[Records shown]
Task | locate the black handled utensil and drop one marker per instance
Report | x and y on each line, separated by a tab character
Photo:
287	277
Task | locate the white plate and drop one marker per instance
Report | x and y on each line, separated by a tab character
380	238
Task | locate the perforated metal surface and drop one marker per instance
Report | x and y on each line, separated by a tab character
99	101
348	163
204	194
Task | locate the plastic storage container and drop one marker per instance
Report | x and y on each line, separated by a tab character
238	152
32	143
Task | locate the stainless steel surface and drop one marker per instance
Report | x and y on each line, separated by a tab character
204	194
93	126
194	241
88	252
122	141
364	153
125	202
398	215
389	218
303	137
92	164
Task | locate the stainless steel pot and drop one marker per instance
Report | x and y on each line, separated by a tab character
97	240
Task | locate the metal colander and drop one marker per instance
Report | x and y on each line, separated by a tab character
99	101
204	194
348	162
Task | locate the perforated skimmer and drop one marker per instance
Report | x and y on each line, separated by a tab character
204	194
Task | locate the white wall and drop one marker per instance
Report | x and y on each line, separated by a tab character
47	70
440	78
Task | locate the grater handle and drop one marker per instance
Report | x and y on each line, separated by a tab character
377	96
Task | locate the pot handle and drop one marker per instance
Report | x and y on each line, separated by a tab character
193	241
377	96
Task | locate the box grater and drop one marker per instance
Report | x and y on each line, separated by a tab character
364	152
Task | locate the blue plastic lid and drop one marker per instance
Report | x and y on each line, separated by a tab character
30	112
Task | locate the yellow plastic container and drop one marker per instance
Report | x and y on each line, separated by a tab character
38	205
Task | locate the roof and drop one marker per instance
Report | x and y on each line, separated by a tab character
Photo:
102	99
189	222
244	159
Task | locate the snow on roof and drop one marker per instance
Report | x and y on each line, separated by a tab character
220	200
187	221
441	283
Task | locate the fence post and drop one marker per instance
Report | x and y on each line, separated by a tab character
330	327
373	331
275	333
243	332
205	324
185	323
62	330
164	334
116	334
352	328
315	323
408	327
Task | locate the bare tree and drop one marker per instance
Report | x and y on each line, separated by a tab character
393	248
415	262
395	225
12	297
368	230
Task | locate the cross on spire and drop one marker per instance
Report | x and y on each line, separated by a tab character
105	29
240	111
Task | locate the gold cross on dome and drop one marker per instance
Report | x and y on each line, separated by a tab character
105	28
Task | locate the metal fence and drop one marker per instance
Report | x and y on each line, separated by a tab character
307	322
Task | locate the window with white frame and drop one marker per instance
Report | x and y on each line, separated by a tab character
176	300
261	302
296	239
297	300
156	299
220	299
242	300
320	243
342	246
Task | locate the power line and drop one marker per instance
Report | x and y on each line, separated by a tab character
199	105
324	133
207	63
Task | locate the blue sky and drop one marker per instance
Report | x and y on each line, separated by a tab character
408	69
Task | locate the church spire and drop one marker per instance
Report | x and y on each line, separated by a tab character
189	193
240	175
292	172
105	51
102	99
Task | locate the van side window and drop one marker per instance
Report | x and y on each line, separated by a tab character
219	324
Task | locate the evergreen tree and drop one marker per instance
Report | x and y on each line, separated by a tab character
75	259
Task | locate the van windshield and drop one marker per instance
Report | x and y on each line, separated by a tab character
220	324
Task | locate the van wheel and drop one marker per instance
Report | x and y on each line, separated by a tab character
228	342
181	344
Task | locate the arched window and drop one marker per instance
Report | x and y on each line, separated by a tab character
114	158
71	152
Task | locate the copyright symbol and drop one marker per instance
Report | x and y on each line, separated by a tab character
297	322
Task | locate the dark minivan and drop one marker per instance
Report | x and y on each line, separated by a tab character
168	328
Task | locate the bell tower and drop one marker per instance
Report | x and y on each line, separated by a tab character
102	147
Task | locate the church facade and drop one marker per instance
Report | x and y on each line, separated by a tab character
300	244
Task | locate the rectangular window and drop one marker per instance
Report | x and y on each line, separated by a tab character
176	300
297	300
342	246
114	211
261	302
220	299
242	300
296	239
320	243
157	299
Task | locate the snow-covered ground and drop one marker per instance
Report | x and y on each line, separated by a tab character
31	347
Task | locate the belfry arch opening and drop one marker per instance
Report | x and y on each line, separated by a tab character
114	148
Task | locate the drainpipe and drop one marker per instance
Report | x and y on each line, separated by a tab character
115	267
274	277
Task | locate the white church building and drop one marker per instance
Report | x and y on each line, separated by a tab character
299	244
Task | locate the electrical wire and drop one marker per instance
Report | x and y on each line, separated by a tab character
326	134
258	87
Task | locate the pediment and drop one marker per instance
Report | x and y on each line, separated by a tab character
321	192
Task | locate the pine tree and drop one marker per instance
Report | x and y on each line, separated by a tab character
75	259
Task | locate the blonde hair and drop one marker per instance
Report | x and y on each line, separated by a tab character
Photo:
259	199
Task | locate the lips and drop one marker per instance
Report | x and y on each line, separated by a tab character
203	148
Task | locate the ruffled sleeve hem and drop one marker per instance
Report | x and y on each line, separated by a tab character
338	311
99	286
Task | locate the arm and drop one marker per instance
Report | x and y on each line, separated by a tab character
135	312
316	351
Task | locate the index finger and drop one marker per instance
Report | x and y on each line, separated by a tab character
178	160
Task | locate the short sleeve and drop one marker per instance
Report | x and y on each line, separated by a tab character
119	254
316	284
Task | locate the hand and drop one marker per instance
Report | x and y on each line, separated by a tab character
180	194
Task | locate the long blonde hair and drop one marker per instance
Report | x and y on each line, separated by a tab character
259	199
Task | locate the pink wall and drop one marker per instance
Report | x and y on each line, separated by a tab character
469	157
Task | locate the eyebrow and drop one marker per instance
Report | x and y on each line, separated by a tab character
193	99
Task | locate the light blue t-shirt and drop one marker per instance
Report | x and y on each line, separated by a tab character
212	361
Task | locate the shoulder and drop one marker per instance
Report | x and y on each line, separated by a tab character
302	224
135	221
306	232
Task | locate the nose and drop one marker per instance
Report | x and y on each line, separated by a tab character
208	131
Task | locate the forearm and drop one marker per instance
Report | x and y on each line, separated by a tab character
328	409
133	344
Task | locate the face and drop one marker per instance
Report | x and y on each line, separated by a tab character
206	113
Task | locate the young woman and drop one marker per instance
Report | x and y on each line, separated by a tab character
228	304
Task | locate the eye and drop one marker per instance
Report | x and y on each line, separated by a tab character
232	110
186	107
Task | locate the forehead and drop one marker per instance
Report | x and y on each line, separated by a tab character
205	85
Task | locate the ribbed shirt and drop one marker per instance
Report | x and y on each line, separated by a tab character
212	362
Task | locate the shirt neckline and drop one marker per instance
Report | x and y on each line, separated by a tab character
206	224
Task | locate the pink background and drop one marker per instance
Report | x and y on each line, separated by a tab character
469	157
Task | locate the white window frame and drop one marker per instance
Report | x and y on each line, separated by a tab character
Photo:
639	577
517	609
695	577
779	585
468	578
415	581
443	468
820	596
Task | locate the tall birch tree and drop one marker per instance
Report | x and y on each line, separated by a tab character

[Short problem] Copy every line above word for word, leaving nothing out.

[Result of the task]
Task | locate the black handled utensil and drop one marker per instance
Report | x and y on each line, separated by a tab character
Photo:
287	277
Task | locate the white plate and drop one marker per instance
Report | x and y on each line, separated by a tab character
380	238
Task | locate the perforated metal surface and drop one marker per instance
Report | x and y on each line, separated by a tab character
99	101
348	163
204	194
Task | locate the plastic storage container and drop one marker per instance
Report | x and y on each line, separated by a tab character
238	152
32	143
Task | locate the stainless steel surface and drop one marker per instance
Report | x and y on each line, separated by a tab character
204	194
93	126
194	241
88	252
122	141
364	153
125	202
398	215
389	218
303	137
92	164
Task | locate the stainless steel pot and drop one marker per instance
Report | x and y on each line, separated by a tab character
97	240
Task | locate the metal colander and drop one marker per instance
Report | x and y on each line, separated by a tab character
99	101
204	194
348	162
Task | locate the perforated skimmer and drop one marker per instance
Report | x and y on each line, separated by a tab character
204	194
Task | locate the white wall and drop one marker per instance
Report | x and y on each line, separated by a tab character
47	70
440	78
Task | locate the grater handle and drop one marker per instance
Report | x and y on each line, separated by a tab character
377	96
Task | locate the pot handle and drop one marker per instance
Report | x and y on each line, separated by a tab character
193	241
377	96
Task | locate the box grater and drop one marker per instance
Report | x and y on each line, separated by a tab character
364	152
Task | locate the blue plastic lid and drop one marker per instance
Report | x and y on each line, separated by a tab character
30	112
Task | locate the yellow plastic container and drop one marker per instance
Report | x and y on each line, separated by a tab character
38	205
Task | locate the roof and drop one marker per instance
Report | x and y on each line, separated by a tab character
Photo:
102	99
189	222
244	159
Task | locate the snow on roof and drop one marker per instance
Report | x and y on each line, separated by a tab character
220	200
187	221
441	283
Task | locate the fence post and drop one marker per instance
Report | x and y on each line, separated by a tab character
330	327
373	331
275	333
243	332
205	324
185	323
62	330
164	334
116	334
352	328
315	323
408	327
Task | locate the bare tree and drop one marker per instance
Report | x and y on each line, separated by a tab character
393	248
415	262
395	225
12	297
368	230
Task | locate the cross on spire and drop one marker per instance
Report | x and y on each line, separated by a tab character
105	29
240	111
Task | locate the gold cross on dome and drop one marker per instance
Report | x and y on each line, separated by a tab character
105	28
Task | locate the metal fence and drop one marker per instance
Report | x and y on each line, separated by a tab character
307	322
Task | locate the window with white frame and drop one marker per instance
Report | x and y on each line, separated by a tab character
176	300
261	302
296	239
297	300
156	299
220	299
242	300
320	243
342	246
Task | locate the power line and drop one marker per instance
Report | x and y on each line, separated by a tab character
199	105
324	133
207	63
Task | locate the blue sky and drop one marker per instance
Report | x and y on each line, separated by a tab character
408	69
Task | locate the church spire and drop one marker per instance
Report | x and y on each line, separated by a tab character
189	193
240	175
292	172
105	51
102	99
Task | locate the van side window and drop one marker per instance
Report | x and y on each line, separated by a tab character
219	324
Task | locate the evergreen tree and drop one marker per instance
Report | x and y on each line, separated by a tab character
75	259
Task | locate the van windshield and drop one marker per instance
Report | x and y on each line, separated by a tab character
220	324
Task | locate the van wheel and drop one marker per instance
Report | x and y on each line, separated by a tab character
228	342
181	344
Task | locate the arched window and drop one marker per instance
Report | x and y on each line, separated by a tab character
114	158
71	152
Task | locate the copyright symbol and drop one marker per instance
Report | x and y on each line, separated by a tab character
297	322
Task | locate the dark minivan and drop one marker per instance
Report | x and y on each line, separated by a tab character
168	328
Task | locate the bell tower and drop one marker per instance
Report | x and y on each line, separated by a tab character
102	147
Task | locate the church facade and drop one marker per instance
Report | x and y on each line, separated by a tab character
300	244
Task | locate the rectangular window and drop one marker per instance
Report | x and y on each line, separated by a tab character
176	300
297	300
342	246
114	211
261	302
220	299
242	300
296	239
320	243
157	299
Task | locate the snow-covered ground and drop one marker per instance
Report | x and y on each line, separated by a tab character
31	347
Task | locate the belfry arch opening and drop one marker per instance
Report | x and y on each line, separated by a tab character
114	148
Task | locate the drainpipe and drop one marker per instance
Report | x and y on each line, separated by a tab character
115	267
274	277
Task | locate the white church building and drop one marker per instance
Report | x and y on each line, separated by a tab character
299	244
Task | locate the electrical wire and drop one marker per instance
Report | x and y on each line, separated by a tab character
326	134
258	87
Task | locate the pediment and drop one marker per instance
Report | x and y on each line, separated by a tab character
321	192
Task | locate the pine tree and drop one marker per instance
Report | x and y on each line, separated by a tab character
75	259
Task | locate the blonde hair and drop one marker per instance
Report | x and y on each line, separated by a tab character
Photo:
259	199
Task | locate the lips and drop one marker per instance
Report | x and y on each line, separated by a tab character
203	148
Task | locate the ruffled sleeve hem and drop one marker per instance
Report | x and y on each line, separated by a tab character
338	311
99	286
Task | locate the arm and drop one marker per instance
Report | x and y on each line, separated by a tab character
135	312
316	351
Task | locate the index finger and drop one marker per instance
Report | x and y on each line, separated by a tab character
178	160
Task | locate the short sleeve and drop one marker per instance
Report | x and y on each line, separated by a tab character
119	254
316	284
Task | locate the hand and drop one marker per instance
Report | x and y on each line, separated by a tab character
180	194
Task | locate the long blonde hair and drop one marker per instance
Report | x and y on each line, separated by a tab character
259	199
Task | locate the pink wall and drop one marker per instance
Report | x and y on each line, separated by a tab character
469	157
Task | locate the eyebrow and drop one marker per instance
Report | x and y on each line, separated by a tab character
193	99
Task | locate the light blue t-shirt and drop one marker per instance
Report | x and y on each line, separated by a tab character
212	361
Task | locate the shoulder and drop one marker per instance
Report | x and y on each line, separated by a tab character
302	224
135	221
306	232
Task | locate the nose and drop one marker per instance
Report | x and y on each line, separated by a tab character
208	131
Task | locate the forearm and drop one marker per instance
Report | x and y on each line, separated by a tab character
328	409
133	344
Task | locate the face and drop one marker per instance
Report | x and y on each line, separated by a tab character
206	113
Task | locate the young woman and drop one marker per instance
Report | x and y on each line, separated by a tab character
228	304
Task | locate the eye and drop one marker per instance
Report | x and y on each line, separated by a tab character
232	110
186	107
Task | locate the forehead and drop one marker per instance
Report | x and y on each line, separated by a tab character
205	85
Task | locate the ribbed shirt and drop one marker per instance
Report | x and y on each line, separated by a tab character
212	362
Task | locate the shirt neckline and drop one marker per instance
Report | x and y on each line, separated by a tab character
206	224
Task | locate the pink background and drop one marker per instance
Report | x and y on each line, separated by a tab character
469	157
Task | locate the white window frame and drop one marker per instance
Report | x and y on each line, separated by a tab character
Photo:
639	577
517	609
695	577
779	585
468	578
415	581
443	468
820	596
Task | locate the tall birch tree and drop one marker per instance
Report | x and y on each line, separated by a tab character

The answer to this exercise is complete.